Excerpted text ▸
--------------------------------------------------

|Date: ||Mon, 8 Dec 2008 11:49:34 -0800|
|Reply-To: ||Steve James <spj1@CDC.GOV>|
|Sender: ||"SAS(r) Discussion" <SAS-L@LISTSERV.UGA.EDU>|
|From: ||Steve James <spj1@CDC.GOV>|
|Subject: ||Re: error:out of mempry|
|Content-Type: ||text/plain; charset=ISO-8859-1|
In addition to the Hash object, you might try creating a format of all
the valid record identifiers and using that to identify the records
you want. I came across the following code last week and it was fresh
in my mind.
create table eventfmt as
put(event_id,6.) as start format=$6.
,"event" as fmtname
,"yes" as label format=$6.
insert into eventfmt set start='other' ,
fmtname="event" ,label='not' ;
proc format cntlin=eventfmt;
/* grab all records for event_id's */
data merged ;
set duplicates(where=(put(event_id,event.) = 'yes'));
On Dec 8, 3:21 am, rams <rameshg...@gmail.com> wrote:
> Hi all,
> I have a dataset comprising of around 200 Million records. These
> records contain duplicates. I have another dataset with around 500K
> unique records. Now, I have to create a new dataset by merging these
> two datasets and get the match of these 500K unique records from the
> 200Million records in other dataset.

--------------------------------------------------

Extracted records ▸

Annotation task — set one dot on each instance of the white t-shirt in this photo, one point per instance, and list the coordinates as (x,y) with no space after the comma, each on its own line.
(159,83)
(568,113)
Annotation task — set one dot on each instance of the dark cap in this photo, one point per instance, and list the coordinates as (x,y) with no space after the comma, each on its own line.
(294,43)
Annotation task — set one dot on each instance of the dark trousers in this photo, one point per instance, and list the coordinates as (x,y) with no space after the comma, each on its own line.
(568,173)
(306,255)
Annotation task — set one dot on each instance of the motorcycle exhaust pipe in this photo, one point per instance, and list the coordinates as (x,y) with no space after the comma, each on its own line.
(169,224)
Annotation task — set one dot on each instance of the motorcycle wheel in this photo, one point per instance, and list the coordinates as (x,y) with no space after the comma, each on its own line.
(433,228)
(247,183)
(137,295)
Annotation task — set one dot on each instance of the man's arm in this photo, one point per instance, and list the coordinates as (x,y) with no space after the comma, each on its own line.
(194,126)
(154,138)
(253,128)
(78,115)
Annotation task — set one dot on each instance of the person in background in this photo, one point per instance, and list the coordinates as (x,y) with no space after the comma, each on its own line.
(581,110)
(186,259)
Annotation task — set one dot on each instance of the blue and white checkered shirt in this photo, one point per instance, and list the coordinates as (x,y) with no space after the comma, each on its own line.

--------------------------------------------------

Stated task A ▸ Identify each line of the records that contains the string "checkered", and copy those lines. Case counts.
Stated task B ▸ Write what comes next in the mailing-list post about the out-of-memory error, starting right after its last line.

Expected answer A ▸
Annotation task — set one dot on each instance of the blue and white checkered shirt in this photo, one point per instance, and list the coordinates as (x,y) with no space after the comma, each on its own line.

Expected answer B ▸
> Solutions I tried my self are :
> 1. Proc Sql + Left join - failed after running for around 4 hours with
> Out Of Memory issue.
> PROC SQL; CREATE TABLE MERGED AS
> SELECT *
> FROM firstdataset AS A LEFT JOIN VISITS AS B
> ON A.HRN=B.CHART
> 2. Used proc sort and sas data step merge statement. Again failed
> aftert 4 hours apporx with OOM error.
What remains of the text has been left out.